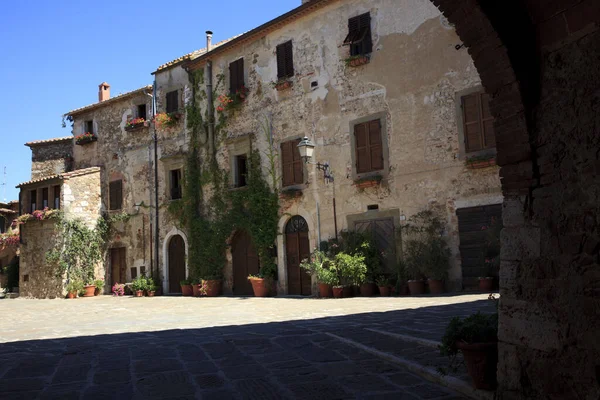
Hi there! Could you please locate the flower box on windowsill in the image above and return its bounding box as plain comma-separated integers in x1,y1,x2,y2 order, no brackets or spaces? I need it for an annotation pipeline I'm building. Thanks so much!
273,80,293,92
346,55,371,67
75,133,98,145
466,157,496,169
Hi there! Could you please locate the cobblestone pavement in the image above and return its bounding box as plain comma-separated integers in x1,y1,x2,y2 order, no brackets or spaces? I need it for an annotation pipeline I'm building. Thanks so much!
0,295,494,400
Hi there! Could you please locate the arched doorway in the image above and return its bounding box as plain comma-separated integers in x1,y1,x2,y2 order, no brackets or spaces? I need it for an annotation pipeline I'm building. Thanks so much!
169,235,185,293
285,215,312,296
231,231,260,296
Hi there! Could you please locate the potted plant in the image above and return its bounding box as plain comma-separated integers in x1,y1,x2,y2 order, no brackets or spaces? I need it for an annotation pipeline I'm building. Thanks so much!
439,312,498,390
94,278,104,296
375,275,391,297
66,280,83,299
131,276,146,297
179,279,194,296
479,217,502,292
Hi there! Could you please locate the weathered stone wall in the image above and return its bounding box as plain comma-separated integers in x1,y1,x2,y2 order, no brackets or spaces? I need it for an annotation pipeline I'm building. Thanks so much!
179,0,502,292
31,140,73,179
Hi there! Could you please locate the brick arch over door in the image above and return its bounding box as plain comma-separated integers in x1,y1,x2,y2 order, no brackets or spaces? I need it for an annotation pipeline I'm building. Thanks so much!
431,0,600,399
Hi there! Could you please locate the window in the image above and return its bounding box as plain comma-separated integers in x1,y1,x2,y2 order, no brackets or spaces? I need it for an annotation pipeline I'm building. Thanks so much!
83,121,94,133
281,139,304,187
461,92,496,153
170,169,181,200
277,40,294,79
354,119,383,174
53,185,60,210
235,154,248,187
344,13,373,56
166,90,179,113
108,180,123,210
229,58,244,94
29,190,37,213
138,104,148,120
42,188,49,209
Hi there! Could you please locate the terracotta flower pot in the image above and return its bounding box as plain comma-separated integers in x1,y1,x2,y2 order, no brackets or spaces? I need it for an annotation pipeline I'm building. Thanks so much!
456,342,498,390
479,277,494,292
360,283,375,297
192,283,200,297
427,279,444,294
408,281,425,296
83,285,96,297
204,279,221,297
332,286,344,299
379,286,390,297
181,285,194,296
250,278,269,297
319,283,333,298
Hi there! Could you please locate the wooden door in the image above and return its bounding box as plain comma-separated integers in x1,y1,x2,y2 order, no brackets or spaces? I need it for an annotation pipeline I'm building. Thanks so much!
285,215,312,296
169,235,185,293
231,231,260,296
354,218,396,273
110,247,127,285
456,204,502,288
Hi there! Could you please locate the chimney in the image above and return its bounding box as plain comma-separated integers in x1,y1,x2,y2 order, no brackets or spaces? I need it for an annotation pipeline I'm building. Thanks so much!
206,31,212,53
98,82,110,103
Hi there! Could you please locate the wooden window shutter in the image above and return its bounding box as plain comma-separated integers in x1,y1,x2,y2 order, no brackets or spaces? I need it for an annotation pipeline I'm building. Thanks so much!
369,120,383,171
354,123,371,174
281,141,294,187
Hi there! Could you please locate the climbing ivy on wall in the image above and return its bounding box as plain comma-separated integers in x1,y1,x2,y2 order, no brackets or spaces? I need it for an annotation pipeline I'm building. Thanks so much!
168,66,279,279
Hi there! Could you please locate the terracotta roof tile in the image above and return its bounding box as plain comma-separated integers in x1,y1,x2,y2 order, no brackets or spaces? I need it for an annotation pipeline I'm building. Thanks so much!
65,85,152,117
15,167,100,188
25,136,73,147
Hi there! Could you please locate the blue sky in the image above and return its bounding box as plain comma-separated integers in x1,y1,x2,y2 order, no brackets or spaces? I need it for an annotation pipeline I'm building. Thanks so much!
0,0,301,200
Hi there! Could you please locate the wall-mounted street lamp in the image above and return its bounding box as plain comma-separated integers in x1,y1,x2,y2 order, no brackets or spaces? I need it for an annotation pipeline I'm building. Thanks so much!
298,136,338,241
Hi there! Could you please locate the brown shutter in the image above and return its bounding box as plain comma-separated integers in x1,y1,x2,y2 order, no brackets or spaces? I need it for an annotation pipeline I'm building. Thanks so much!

▬▬▬▬▬▬▬▬▬▬

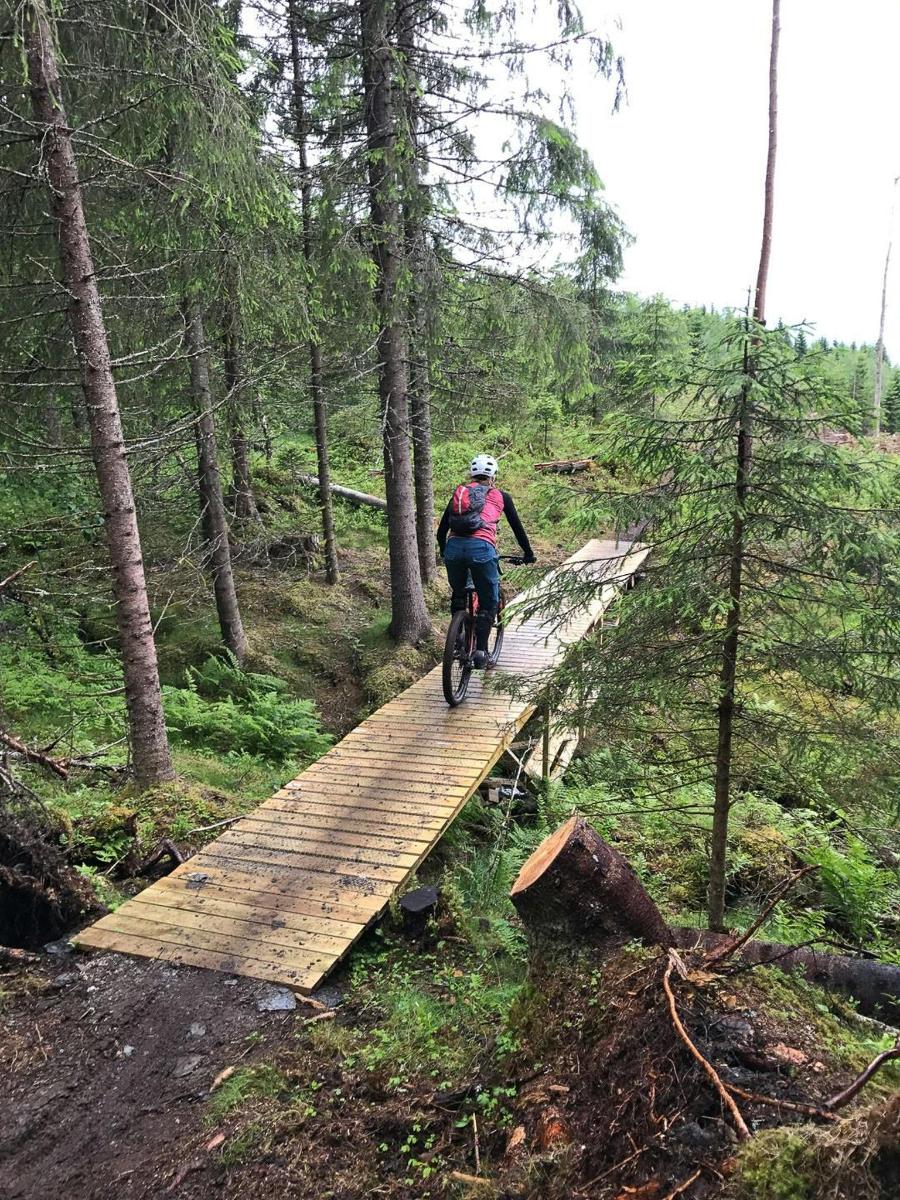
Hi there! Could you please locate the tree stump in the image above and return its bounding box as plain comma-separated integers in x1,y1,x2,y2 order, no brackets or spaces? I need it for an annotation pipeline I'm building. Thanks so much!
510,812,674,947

▬▬▬▬▬▬▬▬▬▬

# TASK PROMPT
Copy out the items word for word, starting with the line that contains "Hi there! Could you please locate the flower" and continuing through the line that contains "0,295,494,400", including both of those lines.

# RESPONSE
Hi there! Could you please locate the flower box on windowsill in the image above and return its bounding box as plain comma-separated integers in x1,y1,x2,y2 order, no brackets or spaces? I need it for an annotation pipeline I'm building. Thanks so much!
273,80,293,92
346,55,371,67
75,133,98,145
466,157,496,169
Hi there! Could you please locate the cobblestone pavement in the image above and return its bounding box as plain comma-separated integers in x1,y1,x2,y2 order, no brackets or spaces? I need it for an annotation pipeline I'm building. Thanks so much!
0,295,494,400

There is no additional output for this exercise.